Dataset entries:

|---|

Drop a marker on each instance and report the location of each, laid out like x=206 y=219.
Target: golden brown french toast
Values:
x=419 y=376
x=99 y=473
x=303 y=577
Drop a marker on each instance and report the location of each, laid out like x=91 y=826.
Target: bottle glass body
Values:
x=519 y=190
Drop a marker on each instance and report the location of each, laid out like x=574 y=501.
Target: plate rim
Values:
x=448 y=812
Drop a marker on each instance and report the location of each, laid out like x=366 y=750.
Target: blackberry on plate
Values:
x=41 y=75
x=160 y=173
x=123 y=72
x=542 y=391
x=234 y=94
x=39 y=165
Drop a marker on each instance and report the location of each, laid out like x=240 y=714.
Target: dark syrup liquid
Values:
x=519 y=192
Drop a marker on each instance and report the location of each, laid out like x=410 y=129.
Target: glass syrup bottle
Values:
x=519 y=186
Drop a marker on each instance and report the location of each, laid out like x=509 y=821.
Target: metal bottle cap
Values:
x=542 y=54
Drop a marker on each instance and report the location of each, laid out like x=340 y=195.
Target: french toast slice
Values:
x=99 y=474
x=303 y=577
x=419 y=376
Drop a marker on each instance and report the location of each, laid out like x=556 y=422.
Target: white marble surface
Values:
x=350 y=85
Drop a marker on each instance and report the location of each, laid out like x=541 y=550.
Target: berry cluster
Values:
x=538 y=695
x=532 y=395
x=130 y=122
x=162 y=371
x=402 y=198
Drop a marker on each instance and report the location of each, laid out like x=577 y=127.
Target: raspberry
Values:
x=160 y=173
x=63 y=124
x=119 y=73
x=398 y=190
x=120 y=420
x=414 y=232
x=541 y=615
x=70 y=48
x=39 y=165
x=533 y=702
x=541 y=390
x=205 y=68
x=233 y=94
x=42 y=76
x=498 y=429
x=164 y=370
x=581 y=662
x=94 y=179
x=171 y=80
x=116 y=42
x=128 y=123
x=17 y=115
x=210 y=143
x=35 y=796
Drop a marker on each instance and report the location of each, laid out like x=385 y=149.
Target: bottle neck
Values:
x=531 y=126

|---|

[WORK TO COMPLETE] A word-for-word restatement of the data above is required.

[OUTPUT FOR THIS TASK]
Drop a marker on each instance and report the location of each, laid out like x=206 y=219.
Target: golden brown french toast
Values:
x=419 y=376
x=99 y=473
x=303 y=577
Drop a marker on each instance and report the location of each, laid out like x=91 y=826.
Target: bottle glass body
Values:
x=519 y=190
Drop a marker on each instance and report the location of each, laid out like x=574 y=501.
Target: plate rim
Values:
x=448 y=812
Drop a marker on each instance and report the location of each, laid out like x=366 y=750.
Target: blackberry on plate
Values:
x=41 y=75
x=160 y=173
x=123 y=72
x=542 y=391
x=234 y=94
x=39 y=165
Drop a marker on each instance and report the location of each, laid out like x=240 y=714.
Target: dark syrup liquid
Values:
x=519 y=192
Drop a marker on each instance and report the location of each, laid out like x=410 y=129.
Target: glass syrup bottle
Values:
x=519 y=186
Drop a marker on each instance and report the location of each, laid out like x=509 y=821.
Target: metal bottle cap
Values:
x=542 y=54
Drop a marker on each instance and report the location of each, laid out like x=340 y=195.
Target: french toast slice
Values:
x=99 y=474
x=303 y=577
x=419 y=376
Drop a marker on each instance and report the location of each, laid out like x=556 y=422.
Target: white marble surface
Values:
x=350 y=85
Drop a marker on each instance and report the location of each, laid out like x=541 y=550.
Target: berry cluster
Values:
x=538 y=695
x=532 y=395
x=130 y=122
x=162 y=371
x=402 y=198
Drop a marker on each instance and report the location of each, laid out like x=577 y=127.
Target: raspberry
Values:
x=160 y=173
x=63 y=124
x=119 y=73
x=398 y=190
x=120 y=420
x=414 y=232
x=541 y=615
x=70 y=48
x=39 y=165
x=533 y=702
x=541 y=390
x=205 y=68
x=233 y=94
x=42 y=76
x=498 y=429
x=164 y=370
x=581 y=662
x=94 y=179
x=171 y=80
x=116 y=42
x=128 y=123
x=17 y=115
x=210 y=143
x=35 y=796
Drop a marker on each instance and report the location of each, laid out like x=385 y=149.
Target: bottle neck
Values:
x=531 y=126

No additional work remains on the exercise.